▸ **Quoted passage**

- - - - - - -

Output: physarum05b_json_repair.planck (988 MB BF16).
- Wire —
src/organs/organ_manager.cpp:
- new constant
PHYS05_JSON_REPAIR_PACK specs_["phys05_json_repair"].pack_path = PHYS05_JSON_REPAIR_PACKmax_tokens 96 → 256(repaired JSON often >100 tokens)repetition_penalty 1.03,cuda_repetition_penalty 1.00json_output = true
- Smoke — 10 hand-curated broken JSONs from the runtime catalog
probed via ./build/gigachad_native --organ-probe phys05_json_repair. All 10 returned valid JSON with the correct repair.
Why this trained without overfitting (vs BD7.3)
BD7.3 (TRIZ 9-epoch) regressed because:
- 80 training rows × 9 epochs of free-form prose JSON → memorization of
specific token sequences in long fields.
- Loss kept descending past the generalization point.
BD9 (json_repair 6-epoch) didn't regress because:
- 280 training rows × 6 epochs (more data, less time per row).
- Each row is short and structurally regular (broken pattern → fixed
pattern), so the LoRA learns transformations, not specific tokens.
- 30 distinct seeds × 11 mutation classes = 330 unique signal sources.
No single sequence dominates the gradient.
The same 6-epoch sweet-spot from BD7 applies; the data shape is what made loss-near-zero safe to ship.
Production state (after BD9)
PHYS05_PACK physarum05b_code_skeleton.planck MBPP B 13/100 · HE B 6/164 · LCB 0/50 · anchor 19/19
PHYS05_TRIZ_PACK physarum05b_triz_contradiction_v2 ARIZ 88/100 strict · fb=0
PHYS05_CRITIC_PACK physarum05b_critic_lite_v2.planck out of ARIZ rescue path
PHYS05_WOUND_PACK physarum05b_wound_v2.planck live in --chat ARIZ rescue (BD8 V9 + TRACK 2 C++ port)

- - - - - - -

Dataset excerpts:
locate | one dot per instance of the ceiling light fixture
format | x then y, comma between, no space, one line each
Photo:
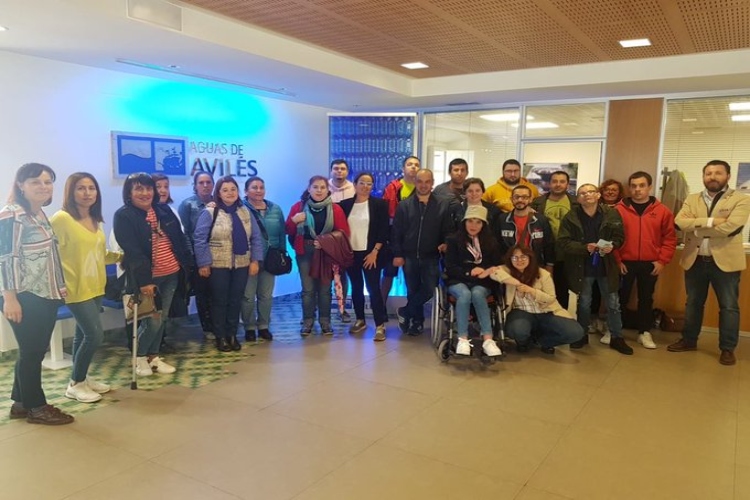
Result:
637,42
504,117
537,125
176,71
415,65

- - - - - - -

▸ **Aim of the exercise**
Rewrite the passage of the training notes that begins at the words "Why this trained" and stops after "state (after BD9)", replacing "LoRA" with "adapter".

▸ **Response below**
Why this trained without overfitting (vs BD7.3)
BD7.3 (TRIZ 9-epoch) regressed because:
- 80 training rows × 9 epochs of free-form prose JSON → memorization of
specific token sequences in long fields.
- Loss kept descending past the generalization point.
BD9 (json_repair 6-epoch) didn't regress because:
- 280 training rows × 6 epochs (more data, less time per row).
- Each row is short and structurally regular (broken pattern → fixed
pattern), so the adapter learns transformations, not specific tokens.
- 30 distinct seeds × 11 mutation classes = 330 unique signal sources.
No single sequence dominates the gradient.
The same 6-epoch sweet-spot from BD7 applies; the data shape is what made loss-near-zero safe to ship.
Production state (after BD9)